_Problem requirements_.
Reproduce all of the records below, substituting "text query" for every occurrence of "referring expression" and leaving everything else unchanged. Omit the pictures from your answer.

_Exercise input_.
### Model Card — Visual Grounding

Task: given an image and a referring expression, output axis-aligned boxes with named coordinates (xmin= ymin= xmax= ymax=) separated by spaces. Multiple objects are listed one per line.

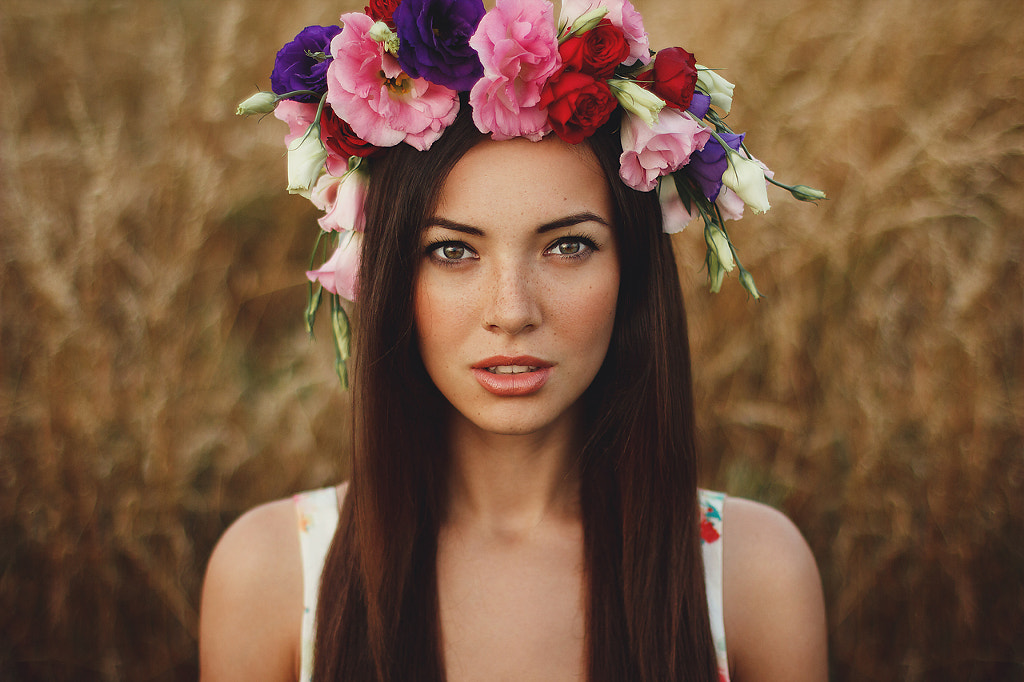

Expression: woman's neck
xmin=446 ymin=403 xmax=580 ymax=540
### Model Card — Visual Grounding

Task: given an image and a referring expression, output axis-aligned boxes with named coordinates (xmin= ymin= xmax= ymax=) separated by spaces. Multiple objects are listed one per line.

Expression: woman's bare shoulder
xmin=723 ymin=498 xmax=828 ymax=682
xmin=200 ymin=499 xmax=302 ymax=682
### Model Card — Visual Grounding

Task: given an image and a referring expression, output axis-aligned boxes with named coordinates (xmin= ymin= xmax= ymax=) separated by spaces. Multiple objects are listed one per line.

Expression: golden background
xmin=0 ymin=0 xmax=1024 ymax=681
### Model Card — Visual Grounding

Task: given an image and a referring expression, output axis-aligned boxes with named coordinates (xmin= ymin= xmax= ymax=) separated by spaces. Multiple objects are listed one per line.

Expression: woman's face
xmin=415 ymin=135 xmax=618 ymax=434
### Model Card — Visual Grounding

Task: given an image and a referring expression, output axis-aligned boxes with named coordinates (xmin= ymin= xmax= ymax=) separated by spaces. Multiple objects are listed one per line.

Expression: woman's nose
xmin=480 ymin=261 xmax=541 ymax=335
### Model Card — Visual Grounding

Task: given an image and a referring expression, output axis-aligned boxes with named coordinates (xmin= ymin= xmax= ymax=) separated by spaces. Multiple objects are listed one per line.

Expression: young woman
xmin=200 ymin=2 xmax=826 ymax=682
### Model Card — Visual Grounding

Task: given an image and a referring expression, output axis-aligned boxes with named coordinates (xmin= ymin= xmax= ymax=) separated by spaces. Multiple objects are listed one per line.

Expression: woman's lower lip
xmin=473 ymin=367 xmax=551 ymax=396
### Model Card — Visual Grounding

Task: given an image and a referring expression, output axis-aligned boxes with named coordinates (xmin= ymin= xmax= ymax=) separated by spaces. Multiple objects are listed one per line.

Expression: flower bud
xmin=705 ymin=224 xmax=736 ymax=272
xmin=706 ymin=247 xmax=725 ymax=294
xmin=608 ymin=78 xmax=665 ymax=126
xmin=234 ymin=91 xmax=278 ymax=116
xmin=558 ymin=7 xmax=608 ymax=43
xmin=739 ymin=268 xmax=761 ymax=301
xmin=790 ymin=184 xmax=828 ymax=202
xmin=288 ymin=124 xmax=327 ymax=199
xmin=722 ymin=148 xmax=771 ymax=213
xmin=697 ymin=65 xmax=736 ymax=114
xmin=367 ymin=22 xmax=398 ymax=55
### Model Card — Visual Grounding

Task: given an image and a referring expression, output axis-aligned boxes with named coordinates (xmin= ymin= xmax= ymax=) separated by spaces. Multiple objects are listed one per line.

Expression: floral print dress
xmin=294 ymin=487 xmax=729 ymax=682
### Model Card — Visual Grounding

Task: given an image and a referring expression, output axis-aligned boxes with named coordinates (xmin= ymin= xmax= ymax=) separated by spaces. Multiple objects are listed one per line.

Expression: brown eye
xmin=547 ymin=237 xmax=598 ymax=258
xmin=429 ymin=242 xmax=476 ymax=263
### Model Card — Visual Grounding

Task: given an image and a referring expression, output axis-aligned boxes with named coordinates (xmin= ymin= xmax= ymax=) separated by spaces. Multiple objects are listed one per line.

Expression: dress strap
xmin=698 ymin=491 xmax=729 ymax=682
xmin=293 ymin=486 xmax=338 ymax=682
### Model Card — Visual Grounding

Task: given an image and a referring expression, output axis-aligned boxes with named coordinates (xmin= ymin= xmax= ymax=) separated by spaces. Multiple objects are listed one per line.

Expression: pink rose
xmin=469 ymin=76 xmax=551 ymax=142
xmin=306 ymin=231 xmax=362 ymax=301
xmin=309 ymin=171 xmax=367 ymax=232
xmin=562 ymin=0 xmax=650 ymax=63
xmin=469 ymin=0 xmax=561 ymax=141
xmin=327 ymin=12 xmax=459 ymax=151
xmin=618 ymin=106 xmax=711 ymax=191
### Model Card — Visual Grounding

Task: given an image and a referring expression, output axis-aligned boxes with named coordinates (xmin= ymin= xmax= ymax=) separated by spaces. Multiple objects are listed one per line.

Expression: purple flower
xmin=687 ymin=92 xmax=711 ymax=119
xmin=683 ymin=133 xmax=744 ymax=202
xmin=270 ymin=26 xmax=341 ymax=101
xmin=394 ymin=0 xmax=484 ymax=91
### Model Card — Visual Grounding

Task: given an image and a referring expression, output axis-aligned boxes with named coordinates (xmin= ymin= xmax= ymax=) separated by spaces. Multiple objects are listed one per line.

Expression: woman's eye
xmin=548 ymin=238 xmax=594 ymax=256
xmin=430 ymin=242 xmax=475 ymax=262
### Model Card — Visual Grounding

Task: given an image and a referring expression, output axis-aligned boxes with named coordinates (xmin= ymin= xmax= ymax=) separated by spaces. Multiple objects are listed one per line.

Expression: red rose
xmin=558 ymin=19 xmax=630 ymax=81
xmin=362 ymin=0 xmax=401 ymax=26
xmin=651 ymin=47 xmax=697 ymax=110
xmin=321 ymin=103 xmax=378 ymax=159
xmin=539 ymin=71 xmax=618 ymax=144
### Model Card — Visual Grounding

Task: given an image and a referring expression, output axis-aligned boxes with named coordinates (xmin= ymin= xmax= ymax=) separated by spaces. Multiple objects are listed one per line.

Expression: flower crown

_The result_.
### Model Card — Visual Grounding

Task: given an image and a text query, output axis-aligned boxes with named coordinates (xmin= ymin= xmax= ymax=) separated by spaces. Multiple objects are listed one per line.


Expression: woman's neck
xmin=446 ymin=403 xmax=580 ymax=540
### Model Card — Visual Grounding

Task: given an image and a text query, output axis-aligned boxes with named coordinates (xmin= ymin= xmax= ymax=) separated by spaces. Multiple objects are listed one per line.

Expression: woman's bare shoulder
xmin=723 ymin=498 xmax=828 ymax=682
xmin=200 ymin=499 xmax=302 ymax=682
### Model Card — Visual Grounding

Task: given an image and a text query, output axis-aligned boxes with named coordinates (xmin= ymin= xmax= ymax=) separated by spaces. Multiple objects are listed one per line.

Expression: golden background
xmin=0 ymin=0 xmax=1024 ymax=681
### Model Card — Visual Grounding

Task: given an image and a text query, output axis-aligned boxes with named coordinates (xmin= ymin= xmax= ymax=) separated by spaces. Multiple objects are listed one per line.

Expression: woman's face
xmin=415 ymin=135 xmax=618 ymax=434
### Model Card — Visual Grounding

Task: given an image and a text query, output axis-aligned boxes with named coordinates (xmin= ymin= xmax= ymax=) separated by spaces. Multiple objects are listed one per line.

Expression: woman's nose
xmin=480 ymin=261 xmax=541 ymax=335
### Model Card — Visual Grounding

Task: given an image and a text query, output axis-aligned boxes with named coordinates (xmin= ymin= xmax= ymax=) separated by spaces. Multiple objects are listed one per line.

Expression: young woman
xmin=200 ymin=2 xmax=826 ymax=682
### Model Card — Visual Grounding

Task: given an image and a text query, output axis-aligned boxes with named coordinates (xmin= ymin= xmax= ymax=) separated by spaces. Multiple objects are listed one per line.

Expression: woman's lower lip
xmin=473 ymin=367 xmax=551 ymax=396
### Model Card — Visual Grounding

Task: given an image and a text query, output axis-aligned boxes with named coordinates (xmin= ymin= xmax= ymax=) separated by spaces. Multiple objects are listed one per line.

Expression: flower bud
xmin=705 ymin=224 xmax=736 ymax=272
xmin=706 ymin=247 xmax=725 ymax=294
xmin=608 ymin=78 xmax=665 ymax=126
xmin=234 ymin=91 xmax=278 ymax=116
xmin=558 ymin=7 xmax=608 ymax=43
xmin=739 ymin=268 xmax=761 ymax=301
xmin=790 ymin=184 xmax=828 ymax=202
xmin=288 ymin=124 xmax=327 ymax=199
xmin=722 ymin=148 xmax=771 ymax=213
xmin=697 ymin=65 xmax=736 ymax=114
xmin=367 ymin=22 xmax=398 ymax=55
### Model Card — Visual Grounding

Task: given an image and a text query, output axis-aligned boxes with named coordinates (xmin= ymin= xmax= ymax=) separated by spaces. Multiple objects are listed one per line.

Expression: floral print dress
xmin=294 ymin=487 xmax=729 ymax=682
### Model Card — Visual Grounding

Task: given an image and a text query, output axis-aligned boxes with named coordinates (xmin= ymin= xmax= ymax=) separated by spaces. Multiple objects are listed one per line.

Expression: brown eye
xmin=547 ymin=237 xmax=598 ymax=258
xmin=429 ymin=242 xmax=476 ymax=263
### Model Card — Visual Grounding

Task: given an image and a text query, output axis-aligned boxes with named coordinates (xmin= ymin= xmax= ymax=) separated by spaces. Multiple objects are listed one per line.

Expression: dress strap
xmin=698 ymin=491 xmax=729 ymax=682
xmin=293 ymin=486 xmax=338 ymax=682
### Model Card — Visual Grounding

Task: given an image and a text query, output axis-aligned boxes with named coordinates (xmin= ymin= xmax= ymax=) separated by spaces. Multiple objects are listed one per line.

Expression: pink rose
xmin=469 ymin=76 xmax=551 ymax=142
xmin=306 ymin=231 xmax=362 ymax=301
xmin=309 ymin=171 xmax=367 ymax=232
xmin=562 ymin=0 xmax=650 ymax=63
xmin=469 ymin=0 xmax=561 ymax=141
xmin=327 ymin=12 xmax=459 ymax=151
xmin=618 ymin=106 xmax=711 ymax=191
### Model Card — Visual Grounding

Task: given an image and a text query, output axis-aligned boxes with named coordinates (xmin= ymin= xmax= ymax=) separated by spaces. Multiple objects are listed one per line.

Expression: purple flower
xmin=687 ymin=92 xmax=711 ymax=119
xmin=683 ymin=133 xmax=744 ymax=202
xmin=270 ymin=26 xmax=341 ymax=101
xmin=394 ymin=0 xmax=484 ymax=91
### Model Card — Visual Grounding

Task: given an image and a text query, output axis-aligned boxes with named coordinates (xmin= ymin= xmax= ymax=) separated by spaces. Multiple objects are listed one per line.

Expression: woman's eye
xmin=548 ymin=238 xmax=594 ymax=256
xmin=430 ymin=242 xmax=475 ymax=262
### Model Card — Visual Grounding

Task: given an image and a text query, output axis-aligned boxes with named coordinates (xmin= ymin= xmax= ymax=) separated by spaces. Multiple objects are listed one per line.

Expression: red rose
xmin=558 ymin=19 xmax=630 ymax=81
xmin=362 ymin=0 xmax=401 ymax=26
xmin=651 ymin=47 xmax=697 ymax=110
xmin=321 ymin=103 xmax=378 ymax=159
xmin=539 ymin=71 xmax=618 ymax=144
### Model Card — Visual Grounding

Task: given an image and a text query, output axis-aligned boxes with named coordinates (xmin= ymin= xmax= ymax=) separated by spaces. Multiple objects are listed one per line.

Expression: flower crown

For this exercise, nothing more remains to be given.